QUOTED PASSAGE:
------------

Sure, that sounds reasonable to me.

I still think it's not a good idea to include the geojson file itself in the repo both because it's very big and because it's redundant.

I tend not to agree with this one for a few reasons. We need to have an easy way to compute region masks that we deem significant for our purposes. The ones that I can think of at the moment are: 1) Southern Ocean and Arctic regions; 2) ocean basins and subbasins; 3) MOC related regions and transects; and 4) El Nino regions. I think it is great that MPAS-Analysis can now handle the create-a-mask-from-geojson-feature step, but then, for things to work nicely, we need for MPAS-Analysis to access those geojson files. Considering that those feature files are not mesh-dependent and they are not enormous (tens of Mb), I think it would be handy to keep them in the public repo.
And about the redundancy: I agree that we don't want that, so we should really consolidate around the 4 features that I mentioned above, perhaps combining 2) and 4). Considering that we have 3) already covered, this would really mean finalizing the first two big feature files.

@xylar
Copy link
Collaborator

xylar commented Oct 22, 2020

Considering that those feature files are not mesh-dependent and they are not enormous (tens of Mb), I think it would be handy to keep them in the public repo.

So the problem is that they would only be available to MPAS-Analysis and MPAS-Tools if they become part of the conda package, which is part of every conda environment that I install, so it really does add up to a lot of data. We would have to be sure that the time saved would be worth the space they take up.

If this is the route you want to go, we need to put them somewhere within geometric_data.

we need for MPAS-Analysis to access those geojson files.

------------

PROVIDED RECORDS:
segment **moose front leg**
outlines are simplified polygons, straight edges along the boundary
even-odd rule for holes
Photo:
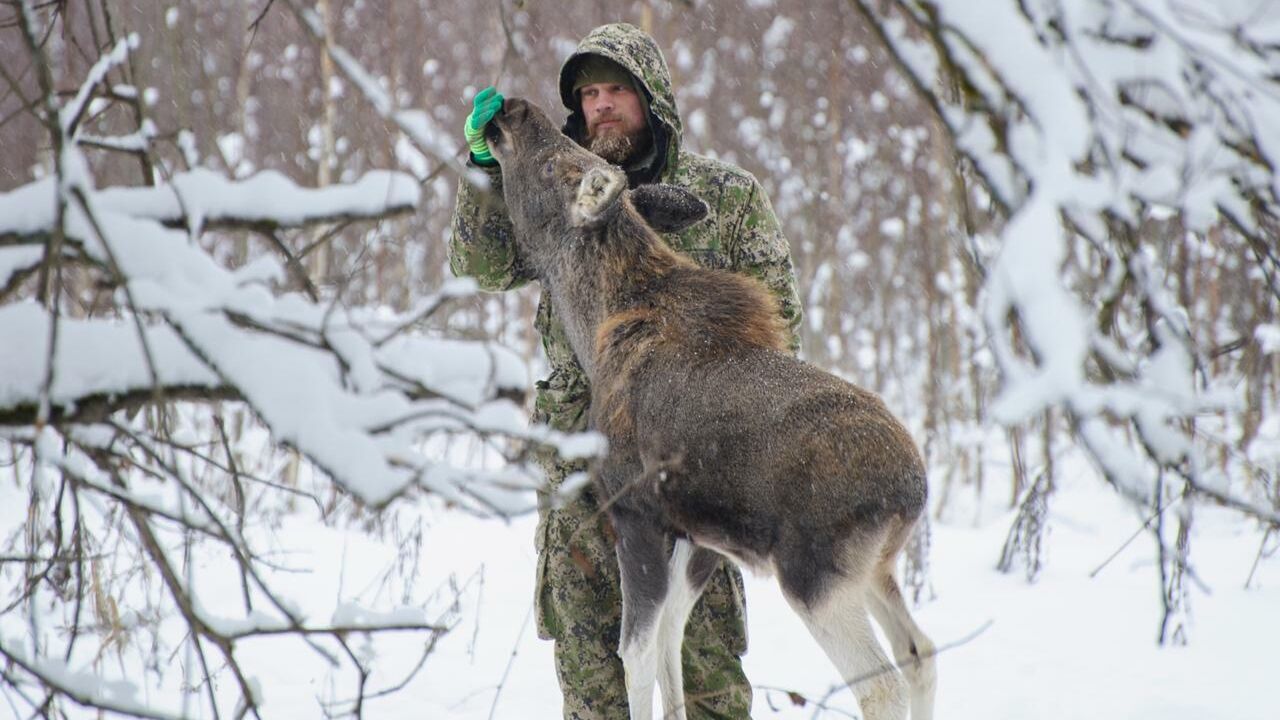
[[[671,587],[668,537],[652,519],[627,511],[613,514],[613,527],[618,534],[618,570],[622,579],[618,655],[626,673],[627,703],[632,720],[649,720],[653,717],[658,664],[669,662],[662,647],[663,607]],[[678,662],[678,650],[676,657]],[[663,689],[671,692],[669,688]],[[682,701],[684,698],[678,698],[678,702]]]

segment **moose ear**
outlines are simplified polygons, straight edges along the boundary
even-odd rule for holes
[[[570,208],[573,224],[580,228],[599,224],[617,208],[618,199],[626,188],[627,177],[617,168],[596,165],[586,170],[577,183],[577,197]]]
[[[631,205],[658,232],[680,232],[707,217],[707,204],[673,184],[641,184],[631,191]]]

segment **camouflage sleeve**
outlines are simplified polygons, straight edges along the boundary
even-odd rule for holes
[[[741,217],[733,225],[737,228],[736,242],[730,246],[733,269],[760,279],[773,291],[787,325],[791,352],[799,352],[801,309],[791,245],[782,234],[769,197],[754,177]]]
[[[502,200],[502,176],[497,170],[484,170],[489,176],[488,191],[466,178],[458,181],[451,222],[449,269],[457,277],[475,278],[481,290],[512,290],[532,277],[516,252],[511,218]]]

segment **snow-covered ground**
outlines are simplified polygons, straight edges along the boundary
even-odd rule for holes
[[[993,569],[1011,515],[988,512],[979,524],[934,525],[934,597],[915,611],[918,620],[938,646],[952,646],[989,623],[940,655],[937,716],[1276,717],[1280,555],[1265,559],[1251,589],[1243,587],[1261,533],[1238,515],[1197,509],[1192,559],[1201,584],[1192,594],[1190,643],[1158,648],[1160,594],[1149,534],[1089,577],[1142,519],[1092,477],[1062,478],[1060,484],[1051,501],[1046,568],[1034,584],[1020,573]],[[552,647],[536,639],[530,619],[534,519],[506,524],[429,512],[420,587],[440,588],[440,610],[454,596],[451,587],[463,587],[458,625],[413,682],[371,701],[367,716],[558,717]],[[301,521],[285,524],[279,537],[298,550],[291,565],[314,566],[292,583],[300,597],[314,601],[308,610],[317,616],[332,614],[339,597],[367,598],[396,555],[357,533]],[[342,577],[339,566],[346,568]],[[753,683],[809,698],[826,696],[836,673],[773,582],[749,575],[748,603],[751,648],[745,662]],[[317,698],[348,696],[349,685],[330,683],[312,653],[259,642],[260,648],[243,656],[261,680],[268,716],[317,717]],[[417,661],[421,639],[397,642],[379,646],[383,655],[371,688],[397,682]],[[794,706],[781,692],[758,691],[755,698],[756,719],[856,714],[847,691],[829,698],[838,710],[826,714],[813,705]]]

------------

PROBLEM 1:
In the geojson thread, where would the feature files have to be placed if they are kept in the repo?
PROBLEM 2:
Continue the geojson thread from its last line.
The records have nothing to do with what is asked here.

TASK OUTPUT 1:
Somewhere within geometric_data.

TASK OUTPUT 2:
MPAS-Analysis already needs a lot of data from the LCRC server, so it still seems to me that having the geojson files next to the mesh-specific mask files on that server makes sense.

Alternatively, if your script goes somewhere within geometric_features (e.g. geometric_fetures.aggregate.ocean.subbasins), MPAS-Analysis could call the function when it needs the fc and just reconstruct it on the fly from the individual features. Again, it's a question of how long this takes and whether that's really a major concern. My guess is it's in the noise compared with creating masks from the geojson file. Versioning of geometric_features is a more robust way of making sure you get the features you want, compared to a datestamp on a file name as well.

@milenaveneziani
Copy link
Collaborator Author

Alternatively, if your script goes somewhere within geometric_features (e.g. geometric_fetures.aggregate.ocean.subbasins), MPAS-Analysis could call the function when it needs the fc and just reconstruct it on the fly from the individual features.

Yes, I agree that this would be a good alternative. This way, if we decide to update or add some regions to the feature file, we don't have to update the repo everywhere, just the script in geometric_feature.

@milenaveneziani
Copy link
Collaborator Author

And yes, I think that the time it takes to make the feature is negligible. The making of the mask file is more substantial in terms of computational time for large meshes.

@milenaveneziani
Copy link
Collaborator Author

@xylar: I have rearranged the new script file as per our discussion.

@xylar
Copy link
Collaborator

xylar commented Oct 22, 2020

@milenaveneziani, if you want to go the route I suggested last, the script will need to become a module and it will need to move to a subdirectory within geometric_features. I'm going to make several comments on the code for how to do that.

The suggestion to move it to feature_aggregation_scripts was an alternative to including it in the conda package. Nothing outside of geometric_features and geometric_data gets included in the conda package, including the current location of the script.

@milenaveneziani milenaveneziani force-pushed the add_oceanSubBasins_script branch from d8ac788 to 8eab6c7 Compare October 22, 2020 22:47
@milenaveneziani milenaveneziani force-pushed the add_oceanSubBasins_script branch from c9ed895 to 786d80f Compare October 22, 2020 22:55
@milenaveneziani
Copy link
Collaborator Author

sorry, a rebase to squash commits didn't go perfectly, but now I'm almost done. Just need to make that last change.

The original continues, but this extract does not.